* DOCUMENT SEGMENT:
Projected execution dates halted for 2 Arizona inmates

Clarence Dixon (Arizona Department of Corrections)

The Arizona Supreme Court on July 12 threw out the schedule that would lead to the execution warrants for two death row inmates, delaying the projected dates for their executions.

Prosecutors now will have to do more testing of the state’s lethal injection drug before seeking execution warrants for Clarence Dixon and Frank Atwood.

The two men are the first death row prisoners in Arizona to be eyed for execution since the 2014 death of Joseph Wood, who was given 15 doses of a two-drug combination over two hours.

joseph wood

It took nearly two hours for Joseph Wood to die after he was given 15 doses of the sedative midazolam and a painkiller. (file) (Arizona Department of Corrections)

Prosecutors asked the state’s high court late last month to modify the schedules in their bid to get an execution warrant for Dixon after they revealed the shelf life of Arizona’s lethal injection drug was half as long as they previously thought.

The changes were being sought to accommodate for the drug’s shorter shelf life and keep the projected Oct. 19 execution date for Dixon on track.

* TASK TO CARRY OUT: Copy out the entire news article on the halted Arizona execution dates, word for word.

Natural-language object grounding data
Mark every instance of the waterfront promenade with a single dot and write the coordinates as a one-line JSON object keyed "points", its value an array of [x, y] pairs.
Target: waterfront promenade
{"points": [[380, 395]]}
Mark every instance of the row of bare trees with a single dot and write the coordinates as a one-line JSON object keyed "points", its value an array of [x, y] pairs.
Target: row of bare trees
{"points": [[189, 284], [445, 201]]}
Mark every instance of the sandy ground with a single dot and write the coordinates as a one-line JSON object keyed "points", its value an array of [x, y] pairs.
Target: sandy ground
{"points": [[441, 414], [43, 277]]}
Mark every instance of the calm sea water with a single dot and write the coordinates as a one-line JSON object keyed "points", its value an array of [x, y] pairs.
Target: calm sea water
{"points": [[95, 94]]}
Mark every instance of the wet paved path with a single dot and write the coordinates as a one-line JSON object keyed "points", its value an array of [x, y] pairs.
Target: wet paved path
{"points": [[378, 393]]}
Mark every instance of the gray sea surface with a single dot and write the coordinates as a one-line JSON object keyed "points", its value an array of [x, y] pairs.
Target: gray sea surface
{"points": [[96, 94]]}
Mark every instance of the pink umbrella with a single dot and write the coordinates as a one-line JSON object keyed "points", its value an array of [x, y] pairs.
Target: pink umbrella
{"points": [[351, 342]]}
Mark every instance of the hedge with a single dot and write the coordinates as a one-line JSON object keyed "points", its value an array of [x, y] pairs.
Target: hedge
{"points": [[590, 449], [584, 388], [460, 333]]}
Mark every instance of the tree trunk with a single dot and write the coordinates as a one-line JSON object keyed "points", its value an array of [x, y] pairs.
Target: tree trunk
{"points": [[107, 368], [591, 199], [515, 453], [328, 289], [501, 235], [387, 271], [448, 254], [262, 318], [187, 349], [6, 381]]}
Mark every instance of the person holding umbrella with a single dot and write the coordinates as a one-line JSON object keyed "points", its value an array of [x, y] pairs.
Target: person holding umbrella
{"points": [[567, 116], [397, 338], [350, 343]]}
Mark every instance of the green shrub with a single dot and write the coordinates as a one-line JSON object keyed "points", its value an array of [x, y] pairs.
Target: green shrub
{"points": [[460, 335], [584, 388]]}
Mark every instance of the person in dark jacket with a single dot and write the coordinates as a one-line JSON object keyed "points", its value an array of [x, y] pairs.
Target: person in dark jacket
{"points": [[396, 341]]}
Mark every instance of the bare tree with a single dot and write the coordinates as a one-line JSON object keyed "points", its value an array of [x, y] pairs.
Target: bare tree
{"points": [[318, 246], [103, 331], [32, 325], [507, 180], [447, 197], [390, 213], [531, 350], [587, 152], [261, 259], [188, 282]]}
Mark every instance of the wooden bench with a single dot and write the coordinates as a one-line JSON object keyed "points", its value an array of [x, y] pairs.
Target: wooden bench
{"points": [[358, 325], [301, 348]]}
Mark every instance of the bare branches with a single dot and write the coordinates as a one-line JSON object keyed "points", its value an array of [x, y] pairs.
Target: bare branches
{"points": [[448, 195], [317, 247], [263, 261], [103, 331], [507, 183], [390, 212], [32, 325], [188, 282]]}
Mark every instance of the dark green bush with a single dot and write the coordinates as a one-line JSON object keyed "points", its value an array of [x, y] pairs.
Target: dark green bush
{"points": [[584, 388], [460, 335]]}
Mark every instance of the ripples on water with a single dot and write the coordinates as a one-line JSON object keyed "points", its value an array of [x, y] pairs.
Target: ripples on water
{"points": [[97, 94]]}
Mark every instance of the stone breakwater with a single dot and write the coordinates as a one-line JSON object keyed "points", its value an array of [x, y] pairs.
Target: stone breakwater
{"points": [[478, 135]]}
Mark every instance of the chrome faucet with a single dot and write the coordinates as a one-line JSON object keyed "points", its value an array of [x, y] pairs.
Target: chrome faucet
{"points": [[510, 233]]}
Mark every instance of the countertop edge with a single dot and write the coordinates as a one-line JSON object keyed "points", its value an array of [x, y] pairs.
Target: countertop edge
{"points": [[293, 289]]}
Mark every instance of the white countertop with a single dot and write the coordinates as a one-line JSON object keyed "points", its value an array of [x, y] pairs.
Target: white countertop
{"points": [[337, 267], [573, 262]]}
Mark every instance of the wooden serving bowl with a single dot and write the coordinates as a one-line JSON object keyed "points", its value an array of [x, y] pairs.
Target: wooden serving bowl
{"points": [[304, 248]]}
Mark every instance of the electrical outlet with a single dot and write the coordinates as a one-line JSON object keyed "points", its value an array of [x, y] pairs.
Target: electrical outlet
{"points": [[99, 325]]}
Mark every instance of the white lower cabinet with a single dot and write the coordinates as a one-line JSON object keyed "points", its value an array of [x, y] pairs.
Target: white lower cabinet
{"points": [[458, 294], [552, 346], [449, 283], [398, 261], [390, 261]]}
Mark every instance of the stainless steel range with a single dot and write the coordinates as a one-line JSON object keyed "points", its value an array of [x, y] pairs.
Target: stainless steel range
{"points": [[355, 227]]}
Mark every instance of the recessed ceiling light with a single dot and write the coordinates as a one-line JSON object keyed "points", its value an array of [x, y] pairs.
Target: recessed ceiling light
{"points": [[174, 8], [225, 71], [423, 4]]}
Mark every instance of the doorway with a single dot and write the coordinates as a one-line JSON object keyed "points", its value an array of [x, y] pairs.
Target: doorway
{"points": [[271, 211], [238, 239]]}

* WRITTEN ANSWER:
Projected execution dates halted for 2 Arizona inmates

Clarence Dixon (Arizona Department of Corrections)

The Arizona Supreme Court on July 12 threw out the schedule that would lead to the execution warrants for two death row inmates, delaying the projected dates for their executions.

Prosecutors now will have to do more testing of the state’s lethal injection drug before seeking execution warrants for Clarence Dixon and Frank Atwood.

The two men are the first death row prisoners in Arizona to be eyed for execution since the 2014 death of Joseph Wood, who was given 15 doses of a two-drug combination over two hours.

joseph wood

It took nearly two hours for Joseph Wood to die after he was given 15 doses of the sedative midazolam and a painkiller. (file) (Arizona Department of Corrections)

Prosecutors asked the state’s high court late last month to modify the schedules in their bid to get an execution warrant for Dixon after they revealed the shelf life of Arizona’s lethal injection drug was half as long as they previously thought.

The changes were being sought to accommodate for the drug’s shorter shelf life and keep the projected Oct. 19 execution date for Dixon on track.